[Rows from a pointing dataset]
************

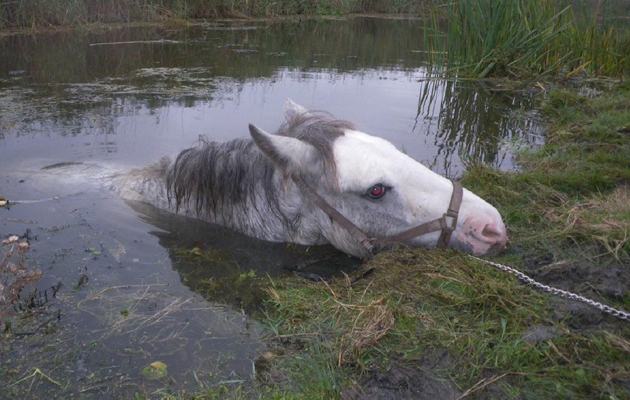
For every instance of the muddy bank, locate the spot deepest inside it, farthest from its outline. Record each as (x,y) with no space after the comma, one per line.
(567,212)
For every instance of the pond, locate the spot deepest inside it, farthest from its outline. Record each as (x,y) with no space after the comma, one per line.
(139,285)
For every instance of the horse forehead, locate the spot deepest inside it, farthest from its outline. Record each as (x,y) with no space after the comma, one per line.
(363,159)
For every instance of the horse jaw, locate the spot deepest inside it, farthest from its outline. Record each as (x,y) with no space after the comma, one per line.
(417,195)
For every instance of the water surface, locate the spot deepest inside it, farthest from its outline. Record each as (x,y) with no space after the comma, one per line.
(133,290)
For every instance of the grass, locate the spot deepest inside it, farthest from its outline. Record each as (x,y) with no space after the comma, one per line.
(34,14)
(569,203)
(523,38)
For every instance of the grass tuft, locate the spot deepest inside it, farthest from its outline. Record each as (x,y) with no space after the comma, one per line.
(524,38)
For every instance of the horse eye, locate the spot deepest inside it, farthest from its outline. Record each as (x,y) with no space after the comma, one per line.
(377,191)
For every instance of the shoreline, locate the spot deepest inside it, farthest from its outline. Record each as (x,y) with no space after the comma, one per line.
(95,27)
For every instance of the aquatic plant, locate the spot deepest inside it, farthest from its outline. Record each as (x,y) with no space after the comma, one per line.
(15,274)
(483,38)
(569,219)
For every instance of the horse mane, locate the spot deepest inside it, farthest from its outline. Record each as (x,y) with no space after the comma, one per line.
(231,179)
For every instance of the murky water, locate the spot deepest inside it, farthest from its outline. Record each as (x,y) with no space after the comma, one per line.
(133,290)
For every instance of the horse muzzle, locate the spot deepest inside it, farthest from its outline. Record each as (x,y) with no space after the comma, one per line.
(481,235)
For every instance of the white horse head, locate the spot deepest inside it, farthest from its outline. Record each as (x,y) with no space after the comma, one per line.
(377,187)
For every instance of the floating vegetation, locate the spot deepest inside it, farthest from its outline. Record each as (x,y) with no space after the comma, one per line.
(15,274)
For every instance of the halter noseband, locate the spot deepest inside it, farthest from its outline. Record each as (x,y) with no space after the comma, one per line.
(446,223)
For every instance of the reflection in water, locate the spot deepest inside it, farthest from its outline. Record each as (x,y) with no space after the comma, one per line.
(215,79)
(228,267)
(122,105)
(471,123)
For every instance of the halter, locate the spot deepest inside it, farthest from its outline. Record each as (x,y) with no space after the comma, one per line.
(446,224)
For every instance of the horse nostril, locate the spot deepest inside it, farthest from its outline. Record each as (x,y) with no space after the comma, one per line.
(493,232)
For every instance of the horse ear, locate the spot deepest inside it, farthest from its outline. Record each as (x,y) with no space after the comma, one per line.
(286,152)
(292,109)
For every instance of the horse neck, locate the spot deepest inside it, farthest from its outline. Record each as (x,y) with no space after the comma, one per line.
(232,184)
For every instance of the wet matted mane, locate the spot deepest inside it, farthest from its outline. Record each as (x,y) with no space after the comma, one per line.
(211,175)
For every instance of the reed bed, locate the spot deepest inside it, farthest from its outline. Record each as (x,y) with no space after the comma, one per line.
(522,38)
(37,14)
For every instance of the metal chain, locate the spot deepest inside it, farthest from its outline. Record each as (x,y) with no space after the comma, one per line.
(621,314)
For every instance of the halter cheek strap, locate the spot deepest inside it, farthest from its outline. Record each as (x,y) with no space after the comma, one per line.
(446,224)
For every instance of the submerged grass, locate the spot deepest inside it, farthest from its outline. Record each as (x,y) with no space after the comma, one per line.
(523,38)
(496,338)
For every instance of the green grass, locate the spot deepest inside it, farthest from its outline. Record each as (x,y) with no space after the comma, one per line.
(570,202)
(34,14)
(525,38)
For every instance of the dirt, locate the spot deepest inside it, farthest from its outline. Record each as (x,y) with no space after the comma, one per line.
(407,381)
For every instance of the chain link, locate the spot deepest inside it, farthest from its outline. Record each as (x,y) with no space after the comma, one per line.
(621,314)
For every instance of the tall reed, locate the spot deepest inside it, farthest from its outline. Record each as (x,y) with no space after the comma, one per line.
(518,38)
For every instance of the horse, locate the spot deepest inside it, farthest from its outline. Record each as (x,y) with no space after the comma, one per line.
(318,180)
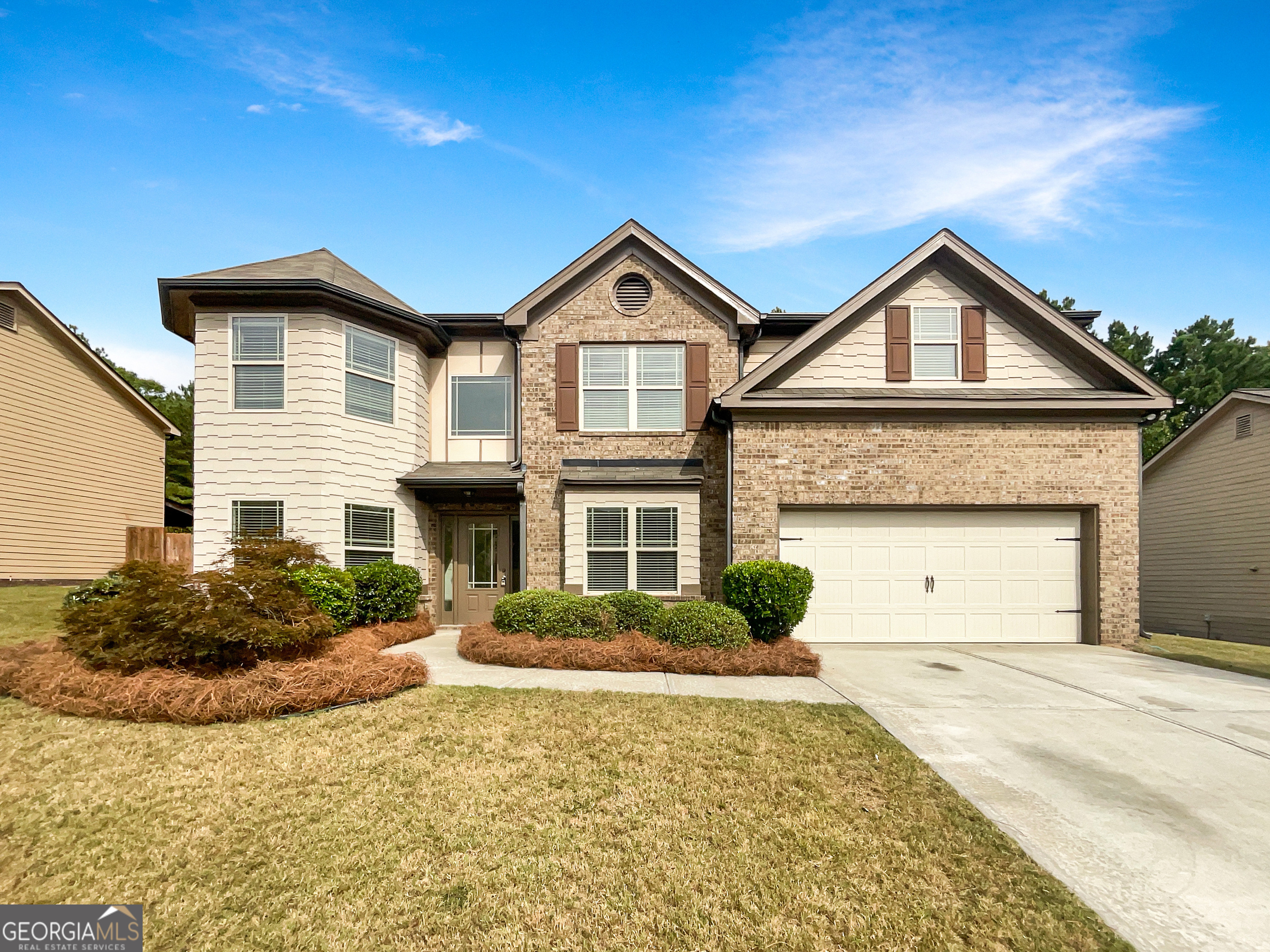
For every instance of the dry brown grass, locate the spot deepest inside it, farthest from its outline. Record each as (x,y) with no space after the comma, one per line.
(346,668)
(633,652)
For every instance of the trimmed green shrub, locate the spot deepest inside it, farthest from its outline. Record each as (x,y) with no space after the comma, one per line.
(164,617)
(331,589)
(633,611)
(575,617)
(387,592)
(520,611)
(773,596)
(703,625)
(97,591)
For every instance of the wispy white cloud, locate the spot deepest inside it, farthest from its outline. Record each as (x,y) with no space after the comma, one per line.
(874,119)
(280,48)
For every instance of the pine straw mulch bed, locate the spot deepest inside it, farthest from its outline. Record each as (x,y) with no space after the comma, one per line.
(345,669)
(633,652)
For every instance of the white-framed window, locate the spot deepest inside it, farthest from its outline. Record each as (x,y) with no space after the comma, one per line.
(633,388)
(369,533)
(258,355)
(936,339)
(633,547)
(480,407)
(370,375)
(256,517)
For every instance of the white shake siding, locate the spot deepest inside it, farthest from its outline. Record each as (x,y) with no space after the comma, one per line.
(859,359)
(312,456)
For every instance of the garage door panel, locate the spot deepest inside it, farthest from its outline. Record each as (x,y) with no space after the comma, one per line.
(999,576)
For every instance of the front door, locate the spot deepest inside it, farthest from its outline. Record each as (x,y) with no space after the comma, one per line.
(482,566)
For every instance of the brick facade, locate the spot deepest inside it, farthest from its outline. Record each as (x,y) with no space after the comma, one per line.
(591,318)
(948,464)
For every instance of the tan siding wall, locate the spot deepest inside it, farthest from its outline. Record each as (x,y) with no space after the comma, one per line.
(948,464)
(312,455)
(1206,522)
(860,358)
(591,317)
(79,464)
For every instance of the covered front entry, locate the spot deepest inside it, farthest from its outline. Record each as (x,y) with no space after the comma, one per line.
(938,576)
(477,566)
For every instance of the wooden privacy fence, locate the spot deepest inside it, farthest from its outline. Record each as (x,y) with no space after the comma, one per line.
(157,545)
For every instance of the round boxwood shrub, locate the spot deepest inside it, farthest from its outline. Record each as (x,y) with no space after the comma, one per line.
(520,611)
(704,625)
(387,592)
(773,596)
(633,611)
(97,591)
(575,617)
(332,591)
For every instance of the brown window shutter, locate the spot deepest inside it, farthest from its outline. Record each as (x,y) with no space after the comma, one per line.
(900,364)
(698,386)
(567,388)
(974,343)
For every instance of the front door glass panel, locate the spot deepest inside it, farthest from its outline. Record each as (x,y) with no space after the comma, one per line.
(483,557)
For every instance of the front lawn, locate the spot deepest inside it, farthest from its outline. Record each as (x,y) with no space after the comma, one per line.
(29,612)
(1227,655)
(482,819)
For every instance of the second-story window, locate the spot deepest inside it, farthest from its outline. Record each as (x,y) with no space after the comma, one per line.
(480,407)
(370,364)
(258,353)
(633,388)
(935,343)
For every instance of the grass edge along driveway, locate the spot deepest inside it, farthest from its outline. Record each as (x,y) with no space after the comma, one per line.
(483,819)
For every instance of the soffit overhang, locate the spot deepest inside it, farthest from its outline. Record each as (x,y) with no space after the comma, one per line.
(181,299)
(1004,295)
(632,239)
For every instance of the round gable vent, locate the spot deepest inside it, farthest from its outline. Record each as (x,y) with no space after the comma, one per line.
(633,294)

************

Can the entries above be repeated exactly, without their pictures?

For every instance of the muddy bank, locate the spot deepest inside it, farthest from its outline. Record each as (x,y) with no space after the comma, one per line.
(567,212)
For every instance of the pond, locate the spot deepest inside it, farthest from its outline. Record each as (x,y) with no space after the comma, one per line.
(139,285)
For every instance of the horse forehead, locate the spot deepest inside it, farthest from its outline. Record each as (x,y) with no space after the comma, one per line.
(363,159)
For every instance of the horse jaw, locate the spot deepest inside it, farthest from its outline. Record each as (x,y) with no space after the comma, one per line.
(417,195)
For every instance of the water surface, locate the spot deepest inside it, farthest from its outline. Record each as (x,y) with no space after the comma, one per line.
(133,290)
For every instance of the grass, locate the spot deepest inside it, farthest from its outline. Record each as (x,y) with no space after the comma, one per line.
(34,14)
(569,203)
(523,38)
For every instance of the grass tuft, locate the spot deepest inside it, farthest from its outline. Record each as (x,y) with no space after the comma, one per line.
(524,38)
For every instance of the horse eye, locate the spot deepest inside it, farthest from its outline. Record each as (x,y) with no space after the comma, one per line.
(377,191)
For every instance of the shoreline, locate the spot deepest inside it, farthest from its outline. Record each as (x,y) with no space after the comma, one per line.
(95,27)
For every instance of the aquatic plant, locate the spot deepest inside it, farthest from its outline. Record each as (x,y) with no space after the comma, one per line.
(15,274)
(483,38)
(569,219)
For every instance of the horse mane, locate the spot deepest inside it, farthest from its outline. Record each as (x,y) with no space after the comma, one per line.
(231,179)
For every instance of the murky water, locate the spot deepest inside it, farthest from its outline. Record each as (x,y) with no space after the comma, one per line.
(133,290)
For every instance of the horse muzzle, locate the spot deepest inside it, farthest from its outline. Record each as (x,y) with no space after the comma, one per line.
(481,235)
For every instance of the white horse head, locate the spot deepest inside it, farthest from its outline. Record each as (x,y) with no space after the comma, one per line.
(377,187)
For every instance of the floating vegetation, locate the spot deepest inside it, farthest from its outline. Record each as (x,y) with no space after the comma, one per line.
(15,274)
For every instance of the halter noseband, locate the spot deepest inside it, farthest from its outline. Record each as (x,y) with no space after the comma, one per line.
(446,223)
For every instance of the reflection in water, locate the spot deepest inside it, farthest from its outline. Record each as (x,y) with no space after the comma, one per line.
(215,79)
(228,267)
(122,105)
(471,123)
For every instance of the halter, locate the spot deepest inside it, farthest from its outline. Record each as (x,y) with no space after the comma, one per line.
(446,224)
For every instance of the horse nostril, locate the spot deepest inside it, farthest from its outline. Record each as (x,y) with no space after the comma, one per line.
(493,232)
For every instance of the horse ear, locate the spot deepest inside it, farthest from its outline. Record each as (x,y) with no space after the comma, one per line.
(286,152)
(292,109)
For every instance of the horse neck, locate the spot deepest inside it, farthest from its outline. Record each as (x,y) with no space after the comma, one per line.
(232,184)
For every instance of the wet matted mane, locate the spot deepest inside it, farthest from its outline. Record each as (x,y) with no space after the comma, one per line.
(211,175)
For every instance of the reed bed, locate the spot deepest inside it, farthest from its outline. Record each as (x,y) with no space after the comma, one per line.
(522,38)
(37,14)
For every instance of the metal chain, locate the spot deepest inside it, farthest from its outline. Record each as (x,y) with no space after the comma, one per line.
(621,314)
For every instance of the halter cheek strap, locate the spot deepest inside it, farthest from its outline. Record each as (x,y) with no space after the comma, one per line.
(446,224)
For every instance of the submerged grass, locate the spot deepest inside it, farthest from its outline. Record each as (x,y) with no space after the comma, one per line.
(523,38)
(496,338)
For every instance of the green grass, locate the spot deepest inside it, farthest from its outline. Record each as (x,y) with no space after the comma, one per line.
(570,202)
(34,14)
(525,38)
For every instance of the dirt, locate the spot deepest inside it, farthest from its outline. Record each as (x,y) with no space after the comma, one per line.
(407,381)
For every instance of the chain link, locate the spot deepest inside it, farthest from its outline. Record each as (x,y) with no space after the comma, one per line.
(621,314)
For every instance of the tall reed, locate the spot deepest inside it, farthest from its outline. Record each as (x,y) with no space after the comma, one per line.
(518,38)
For every instance of the horse, locate the spot deepest inside it, farthest from its outline. Record each as (x,y) with no space after the comma, one per line.
(318,180)
For every instance of the dry brown grass, locate the spot deepest inside it, farthest from its outline. Record each as (x,y) with no space after the comma, one per line.
(346,668)
(633,652)
For every instance of the trimmed green shrub, locate the spot deepest inside it, farthest from its outline. Record each as (x,y) with no space after the comma, one per line.
(164,617)
(331,589)
(633,611)
(575,617)
(387,592)
(520,611)
(773,596)
(703,625)
(97,591)
For every instance of the wispy white cloud, locate the spot deepest inside it, farthest from its outline. Record each as (x,y) with no space after the comma, one per line.
(874,119)
(280,48)
For every instance of the pine straw mulch bed, locate the spot deepest inside it, farthest from its outline. Record each as (x,y) with no space after the comma, one per line.
(345,669)
(633,652)
For every instance of the white-framed window, locate the spot deepest inside it, farthest from its outline. Record each as (x,y) with no space after the comma, one per line.
(633,388)
(369,533)
(258,355)
(936,339)
(633,547)
(480,407)
(370,375)
(256,517)
For every instance of the white shake siding, locate the spot deepest inside it, farthest from its outline. Record each as (x,y) with no space after the comma, one per line.
(859,359)
(312,456)
For every instance of the garage door panel, locate the spot deepest inside it, farthest from its outline. Record each as (x,y) with no space after the comma, one per line.
(999,576)
For every instance of the front door, locate the spot deepest inside it, farthest from its outline. Record each as (x,y) with no space after the comma, one per line.
(482,566)
For every instance of the brick facade, locate the spot deepest inside it, farthest from its outline. Record each as (x,y) with no space after the comma, one per line.
(591,318)
(948,464)
For every instance of the tan siding wall, locate the spot deepest inside it, farthest from its outline. Record each as (x,y) with no space after the comma, one per line.
(948,464)
(312,455)
(1206,522)
(860,358)
(591,317)
(79,464)
For every instance of the covered front entry, locate the spot deepest inside it, farthest from its outline. Record each as (x,y) with no space after the comma, one per line.
(938,576)
(477,566)
For every instance of the wooden privacy fence, locate the spot deepest inside it, farthest from its outline. Record each as (x,y) with no space after the comma, one per line.
(157,545)
For every instance of the round boxwood shrub, locate the spot deepest inside it, farthest from its outline. Record each as (x,y) with no space after the comma, one per line.
(520,611)
(704,625)
(387,592)
(773,596)
(633,611)
(97,591)
(575,617)
(332,591)
For every instance of the brown window shutter, locate the spot deepest inside it, farthest from its outline. Record each as (x,y) with no space after the comma, one per line.
(900,364)
(698,386)
(567,388)
(974,343)
For every instance of the front door glass panel, locate the spot deepest inside it, farthest from its outline. Record each as (x,y) with no space after the comma, one per line.
(483,557)
For every instance of the front lawn, locate the spot deepest inside it, farthest from its outline. Record each as (x,y) with no space after the comma, one per line.
(29,612)
(1227,655)
(482,819)
For every instance of the second-story window, locate the spot deepest inside it, farthest from its outline. Record each as (x,y) with no space after the comma, one per line.
(480,407)
(370,364)
(258,353)
(633,388)
(935,343)
For every instance of the grass edge along driveway, locate the spot deepest inside it, farthest from its outline. Record each as (x,y) with no space after the comma, one per line.
(483,819)
For every instance of the soffit overhang, locate the spot deepest inside it, farthest from its outline. Record each as (x,y) with no space after the comma, one per line.
(181,299)
(1004,295)
(632,239)
For every instance of the round gable vent, locate the spot deepest inside it, farthest from its outline. Record each as (x,y) with no space after the comma, one per line.
(633,294)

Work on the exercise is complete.